- Records for the task -
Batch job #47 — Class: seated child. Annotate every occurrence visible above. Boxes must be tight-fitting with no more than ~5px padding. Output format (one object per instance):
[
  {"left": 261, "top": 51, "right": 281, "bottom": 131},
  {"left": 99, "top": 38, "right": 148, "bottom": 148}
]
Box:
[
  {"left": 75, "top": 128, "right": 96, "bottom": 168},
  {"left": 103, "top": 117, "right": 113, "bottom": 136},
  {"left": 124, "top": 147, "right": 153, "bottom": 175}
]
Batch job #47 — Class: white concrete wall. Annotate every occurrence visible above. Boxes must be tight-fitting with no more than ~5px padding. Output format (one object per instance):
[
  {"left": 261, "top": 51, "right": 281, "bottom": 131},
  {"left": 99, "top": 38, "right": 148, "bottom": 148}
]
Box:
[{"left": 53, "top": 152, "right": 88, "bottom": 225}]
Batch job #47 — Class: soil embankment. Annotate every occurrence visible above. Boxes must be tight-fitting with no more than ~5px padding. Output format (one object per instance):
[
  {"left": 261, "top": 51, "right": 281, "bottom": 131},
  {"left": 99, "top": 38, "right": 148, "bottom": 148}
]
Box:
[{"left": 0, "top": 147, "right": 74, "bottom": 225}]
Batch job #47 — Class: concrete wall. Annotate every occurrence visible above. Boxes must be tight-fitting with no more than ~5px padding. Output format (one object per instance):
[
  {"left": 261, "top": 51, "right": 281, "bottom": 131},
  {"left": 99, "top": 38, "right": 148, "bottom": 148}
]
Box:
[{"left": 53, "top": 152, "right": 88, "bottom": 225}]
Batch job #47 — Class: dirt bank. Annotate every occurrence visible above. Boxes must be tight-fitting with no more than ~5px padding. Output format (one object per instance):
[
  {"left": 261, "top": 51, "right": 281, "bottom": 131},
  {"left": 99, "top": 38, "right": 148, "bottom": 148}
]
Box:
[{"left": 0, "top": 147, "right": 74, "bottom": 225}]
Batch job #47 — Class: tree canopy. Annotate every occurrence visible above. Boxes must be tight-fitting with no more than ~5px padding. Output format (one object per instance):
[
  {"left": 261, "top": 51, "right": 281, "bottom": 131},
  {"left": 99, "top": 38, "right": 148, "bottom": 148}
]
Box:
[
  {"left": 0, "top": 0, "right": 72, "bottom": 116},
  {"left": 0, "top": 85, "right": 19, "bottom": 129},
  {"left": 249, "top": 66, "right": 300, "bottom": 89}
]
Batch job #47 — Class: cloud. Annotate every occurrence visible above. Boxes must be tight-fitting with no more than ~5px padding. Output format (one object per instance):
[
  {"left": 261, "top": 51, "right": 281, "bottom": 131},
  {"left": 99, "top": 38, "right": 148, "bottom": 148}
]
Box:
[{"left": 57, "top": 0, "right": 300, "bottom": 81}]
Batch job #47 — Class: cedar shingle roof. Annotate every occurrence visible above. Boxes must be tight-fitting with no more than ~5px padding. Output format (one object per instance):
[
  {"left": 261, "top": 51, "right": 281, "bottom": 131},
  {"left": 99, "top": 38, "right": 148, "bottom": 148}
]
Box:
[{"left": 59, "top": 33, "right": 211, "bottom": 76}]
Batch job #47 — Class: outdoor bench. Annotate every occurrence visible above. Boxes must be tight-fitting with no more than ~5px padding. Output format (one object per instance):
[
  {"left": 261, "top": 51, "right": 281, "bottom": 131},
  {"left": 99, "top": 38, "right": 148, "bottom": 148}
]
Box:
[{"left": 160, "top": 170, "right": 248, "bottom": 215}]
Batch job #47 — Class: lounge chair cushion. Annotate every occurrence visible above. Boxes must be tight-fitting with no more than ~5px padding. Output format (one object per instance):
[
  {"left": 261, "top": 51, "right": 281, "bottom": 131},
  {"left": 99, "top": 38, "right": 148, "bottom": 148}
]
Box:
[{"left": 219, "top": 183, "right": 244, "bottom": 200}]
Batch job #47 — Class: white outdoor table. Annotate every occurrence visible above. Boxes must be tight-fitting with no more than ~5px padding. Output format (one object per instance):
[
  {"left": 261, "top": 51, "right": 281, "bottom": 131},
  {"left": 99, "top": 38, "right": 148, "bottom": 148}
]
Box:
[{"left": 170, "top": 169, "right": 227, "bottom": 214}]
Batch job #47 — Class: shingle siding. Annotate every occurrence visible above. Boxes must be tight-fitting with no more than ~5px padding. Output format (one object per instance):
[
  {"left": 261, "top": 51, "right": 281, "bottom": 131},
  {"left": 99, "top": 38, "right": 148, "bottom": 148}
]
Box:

- Your objective -
Go through the entries and copy every line that has "white".

- Output below -
Batch job #47 — Class: white concrete wall. Annotate every occurrence visible above. Boxes must be tight-fitting with no more than ~5px padding. Output format (one object per instance):
Batch job #47 — Class: white outdoor table. Annotate every occurrence visible above. Boxes must be tight-fitting with no more than ~5px padding. Output format (one object per instance):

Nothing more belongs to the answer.